▶ [Task requirements] Count the lines in the data below that contain the string "base". Reply with the number alone.
* begin Recorded information *
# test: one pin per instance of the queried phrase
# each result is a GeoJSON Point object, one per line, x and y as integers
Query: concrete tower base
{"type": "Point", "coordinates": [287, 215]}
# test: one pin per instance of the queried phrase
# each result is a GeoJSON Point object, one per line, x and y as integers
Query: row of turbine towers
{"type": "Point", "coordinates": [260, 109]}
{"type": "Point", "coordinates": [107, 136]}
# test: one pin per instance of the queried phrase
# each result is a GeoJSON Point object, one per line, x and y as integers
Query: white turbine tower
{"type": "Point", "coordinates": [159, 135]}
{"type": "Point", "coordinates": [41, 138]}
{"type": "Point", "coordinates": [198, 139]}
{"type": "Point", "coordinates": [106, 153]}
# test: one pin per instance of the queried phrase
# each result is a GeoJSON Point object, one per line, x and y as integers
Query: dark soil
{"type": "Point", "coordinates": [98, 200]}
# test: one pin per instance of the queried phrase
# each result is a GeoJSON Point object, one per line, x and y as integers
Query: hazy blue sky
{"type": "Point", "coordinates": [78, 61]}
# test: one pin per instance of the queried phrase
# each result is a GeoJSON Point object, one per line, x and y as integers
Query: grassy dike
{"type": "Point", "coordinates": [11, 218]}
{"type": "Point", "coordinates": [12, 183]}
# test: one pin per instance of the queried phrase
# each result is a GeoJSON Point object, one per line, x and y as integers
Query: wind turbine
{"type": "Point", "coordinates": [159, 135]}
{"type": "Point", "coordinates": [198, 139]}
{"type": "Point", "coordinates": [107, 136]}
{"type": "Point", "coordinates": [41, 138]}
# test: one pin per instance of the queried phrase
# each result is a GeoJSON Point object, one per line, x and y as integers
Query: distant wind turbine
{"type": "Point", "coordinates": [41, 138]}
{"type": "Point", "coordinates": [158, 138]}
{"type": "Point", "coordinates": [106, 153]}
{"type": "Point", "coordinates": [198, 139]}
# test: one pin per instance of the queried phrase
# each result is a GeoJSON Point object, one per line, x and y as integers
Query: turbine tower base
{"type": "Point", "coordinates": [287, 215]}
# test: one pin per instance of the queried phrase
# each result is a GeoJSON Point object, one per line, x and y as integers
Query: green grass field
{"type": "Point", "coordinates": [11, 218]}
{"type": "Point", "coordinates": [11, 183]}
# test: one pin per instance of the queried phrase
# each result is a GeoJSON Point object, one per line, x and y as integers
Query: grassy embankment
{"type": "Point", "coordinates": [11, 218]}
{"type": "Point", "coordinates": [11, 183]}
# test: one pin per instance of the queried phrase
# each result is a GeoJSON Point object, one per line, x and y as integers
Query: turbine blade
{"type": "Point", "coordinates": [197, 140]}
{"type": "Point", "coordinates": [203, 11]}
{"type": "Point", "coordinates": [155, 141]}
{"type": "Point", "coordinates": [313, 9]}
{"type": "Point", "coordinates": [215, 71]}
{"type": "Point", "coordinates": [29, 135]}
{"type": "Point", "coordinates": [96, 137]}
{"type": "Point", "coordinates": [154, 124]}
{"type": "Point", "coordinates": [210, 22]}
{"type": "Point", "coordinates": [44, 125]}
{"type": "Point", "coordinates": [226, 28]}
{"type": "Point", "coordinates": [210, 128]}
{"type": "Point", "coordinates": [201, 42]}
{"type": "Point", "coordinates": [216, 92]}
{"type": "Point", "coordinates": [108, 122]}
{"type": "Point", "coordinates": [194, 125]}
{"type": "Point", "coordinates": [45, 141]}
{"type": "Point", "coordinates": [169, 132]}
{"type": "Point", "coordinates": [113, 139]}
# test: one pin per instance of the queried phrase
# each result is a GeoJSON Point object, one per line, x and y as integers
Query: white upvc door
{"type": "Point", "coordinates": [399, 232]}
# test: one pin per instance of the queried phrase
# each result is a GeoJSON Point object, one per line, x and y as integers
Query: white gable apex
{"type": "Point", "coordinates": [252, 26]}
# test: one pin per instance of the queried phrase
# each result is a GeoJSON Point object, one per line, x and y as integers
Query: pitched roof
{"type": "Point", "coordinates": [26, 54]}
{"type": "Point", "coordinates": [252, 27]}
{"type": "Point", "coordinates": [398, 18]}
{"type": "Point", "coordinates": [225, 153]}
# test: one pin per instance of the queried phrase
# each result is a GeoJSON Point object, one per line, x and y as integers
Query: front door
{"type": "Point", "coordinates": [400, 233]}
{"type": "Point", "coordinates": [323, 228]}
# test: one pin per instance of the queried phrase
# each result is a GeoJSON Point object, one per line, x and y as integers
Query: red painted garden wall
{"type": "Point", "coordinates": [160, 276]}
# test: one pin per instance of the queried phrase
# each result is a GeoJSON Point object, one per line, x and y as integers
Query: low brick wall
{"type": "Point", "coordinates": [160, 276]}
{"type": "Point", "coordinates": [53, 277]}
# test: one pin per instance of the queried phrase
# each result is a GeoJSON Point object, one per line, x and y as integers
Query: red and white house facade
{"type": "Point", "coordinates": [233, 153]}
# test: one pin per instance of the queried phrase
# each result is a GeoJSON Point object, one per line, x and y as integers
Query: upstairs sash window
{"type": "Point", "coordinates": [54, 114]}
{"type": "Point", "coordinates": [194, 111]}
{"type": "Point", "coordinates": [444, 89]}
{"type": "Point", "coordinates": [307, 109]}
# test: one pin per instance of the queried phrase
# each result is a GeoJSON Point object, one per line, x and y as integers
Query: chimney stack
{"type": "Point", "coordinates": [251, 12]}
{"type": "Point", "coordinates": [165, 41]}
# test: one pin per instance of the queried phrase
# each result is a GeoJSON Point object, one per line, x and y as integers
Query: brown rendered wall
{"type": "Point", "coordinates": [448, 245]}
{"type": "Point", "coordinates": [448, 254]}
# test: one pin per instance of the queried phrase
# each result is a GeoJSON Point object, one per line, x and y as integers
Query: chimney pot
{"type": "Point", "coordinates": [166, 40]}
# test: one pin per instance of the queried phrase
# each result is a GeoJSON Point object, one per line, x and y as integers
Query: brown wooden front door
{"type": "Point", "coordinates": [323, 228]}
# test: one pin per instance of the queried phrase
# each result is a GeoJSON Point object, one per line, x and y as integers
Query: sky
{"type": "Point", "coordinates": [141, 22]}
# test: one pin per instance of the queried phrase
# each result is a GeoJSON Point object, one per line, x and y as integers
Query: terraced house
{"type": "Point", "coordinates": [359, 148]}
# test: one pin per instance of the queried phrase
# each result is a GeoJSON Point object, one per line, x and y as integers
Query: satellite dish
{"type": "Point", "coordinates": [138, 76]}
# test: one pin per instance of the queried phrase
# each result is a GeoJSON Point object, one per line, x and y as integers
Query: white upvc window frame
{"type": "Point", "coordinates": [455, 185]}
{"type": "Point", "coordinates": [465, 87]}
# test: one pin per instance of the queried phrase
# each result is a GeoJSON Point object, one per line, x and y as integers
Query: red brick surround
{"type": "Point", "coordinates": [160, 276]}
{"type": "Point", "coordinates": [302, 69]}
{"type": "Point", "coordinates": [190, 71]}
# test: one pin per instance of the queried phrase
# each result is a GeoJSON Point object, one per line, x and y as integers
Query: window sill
* end Recorded information *
▶ [Right answer] 2